__Selected extract__
+++++

But we had to wait a while for the rooms to get booked. Now I felt dreadful. My stomach was churning horribly and I started crying a bit. Then the rooms were ready pretty soon enough. I practically ran all the way to the room with my mom and burst inside after unlocking the door and dashed into the bathroom. I felt a little better after that and I ate some pills too.
It was a pretty nice room compared to the other rooms we had been in before and it had a good toilet too and a nice view from a big window. But it was soooooo cold in Badrinath! So I was made to lie down on the bed and my mom put a lot of warm blankets on me and that’s when I made a strange request. My mom was just unpacking a small black suitcase when I asked for the heavy suitcase to be placed on my legs. (!!!) And it was so comfortable and nice that soon I had a whole mountain on my legs and when Sahvan and his parents came to see the room, they didn’t know it was me till my mom pointed me out!!! That night we slept in the ashram.


DAY # 8: FIND YOUR COUNTRY’S BORDER NEAR SOMEWHERE YOU’VE NEVER BEEN BEFORE (yeah… I did)

+++++

__What to do__
1) List every person other than the narrator who is mentioned in the travel diary about Badrinath.
2) Carry on the travel diary about Badrinath, starting after its final line.

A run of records

+++++

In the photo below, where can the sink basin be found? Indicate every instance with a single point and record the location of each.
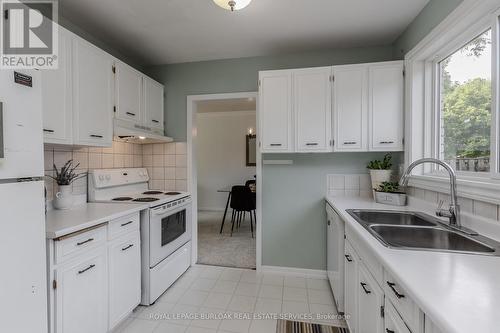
(392, 218)
(419, 231)
(428, 238)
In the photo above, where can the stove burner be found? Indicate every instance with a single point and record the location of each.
(122, 199)
(153, 192)
(145, 199)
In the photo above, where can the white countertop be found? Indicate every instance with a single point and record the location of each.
(459, 292)
(63, 222)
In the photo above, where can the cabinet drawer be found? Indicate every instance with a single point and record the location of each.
(69, 247)
(393, 322)
(123, 225)
(403, 304)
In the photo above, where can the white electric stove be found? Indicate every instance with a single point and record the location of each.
(165, 226)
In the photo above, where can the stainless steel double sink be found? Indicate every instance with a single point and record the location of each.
(418, 231)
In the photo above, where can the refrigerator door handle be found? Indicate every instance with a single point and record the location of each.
(1, 131)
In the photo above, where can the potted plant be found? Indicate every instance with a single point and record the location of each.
(380, 171)
(389, 193)
(64, 177)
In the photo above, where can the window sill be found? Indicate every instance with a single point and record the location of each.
(475, 188)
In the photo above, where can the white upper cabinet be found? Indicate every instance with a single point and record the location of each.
(385, 106)
(312, 105)
(350, 107)
(128, 92)
(56, 96)
(275, 111)
(92, 95)
(153, 103)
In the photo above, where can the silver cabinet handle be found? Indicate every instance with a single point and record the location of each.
(127, 247)
(84, 242)
(86, 269)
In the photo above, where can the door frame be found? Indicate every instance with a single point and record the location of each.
(192, 110)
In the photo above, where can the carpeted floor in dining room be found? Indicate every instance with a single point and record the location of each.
(222, 249)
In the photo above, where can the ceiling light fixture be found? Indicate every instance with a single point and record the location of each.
(232, 5)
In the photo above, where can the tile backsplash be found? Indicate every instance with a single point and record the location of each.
(166, 163)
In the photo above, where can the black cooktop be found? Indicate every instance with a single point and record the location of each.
(122, 199)
(145, 199)
(153, 192)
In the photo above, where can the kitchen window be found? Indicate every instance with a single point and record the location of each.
(465, 117)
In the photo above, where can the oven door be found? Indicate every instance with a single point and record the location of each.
(170, 228)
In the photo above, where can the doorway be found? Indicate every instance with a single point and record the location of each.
(222, 153)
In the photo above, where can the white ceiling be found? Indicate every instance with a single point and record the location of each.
(172, 31)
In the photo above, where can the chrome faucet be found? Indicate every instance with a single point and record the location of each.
(453, 212)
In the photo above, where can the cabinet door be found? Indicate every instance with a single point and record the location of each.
(275, 111)
(124, 277)
(351, 287)
(350, 107)
(312, 105)
(128, 93)
(81, 295)
(56, 96)
(92, 95)
(386, 106)
(153, 103)
(370, 302)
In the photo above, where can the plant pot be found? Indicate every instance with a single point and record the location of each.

+++++

__Answers__
1)
- The narrator's mom
- Sahvan
- Sahvan's parents

2)
I woke up today morning at the time I wanted to! (Not that I knew what time I was gonna wake up, it’s just that I woke up peacefully without Dévéndar banging on the door at 3:00.) We bathed and dressed and went out for a little shopping and also to see the Badrinath temple. But we decided to go to the temple first. So we walked across the bridge and taped the Alaknanda from there which seem to have followed us for 400 km! It was really beautiful and there were even natural hot springs (onsen) where people bathed. Well we reached the temple and had to wait in a long line for about 2 hours but we enjoyed the view and stuff and when we finally did get in, it wasn’t as incredible on the inside as it was on the outside. It was pretty crowded and when we got in, I didn’t even see the god cause when I was trying to, a lady elbowed me in my back and said something like ‘aass dhoss’ so I got pushed away. Then we had to get out and see a gallery of pictures or something. After that we decided to shop a bit and walked through the streets stopping at stores and buying things like trinkets, bangles, necklaces, rings and souvenirs for friends. We even got a small ‘Jhule méin Krishna’! Then we came back to the hotel for lunch. Actually we were supposed to visit Mana, the last village in India, at 3:00. But Dévéndar came and woke us all from an afternoon nap at 2:30 saying that we were starting now! We had no other choice than to comply so we started getting ready to go to Mana. After everyone had got into the bus, we started. We were there in less than five minutes. Dévéndar told us that Mana was the last village in India and beyond that there was only China. My dad had told me that if you ‘spit’ you could see china. So I was rather disappointed when we were told that china was only beyond a mountain and that we’d have to trek, (I dunno, some 60 km I guess) to see china.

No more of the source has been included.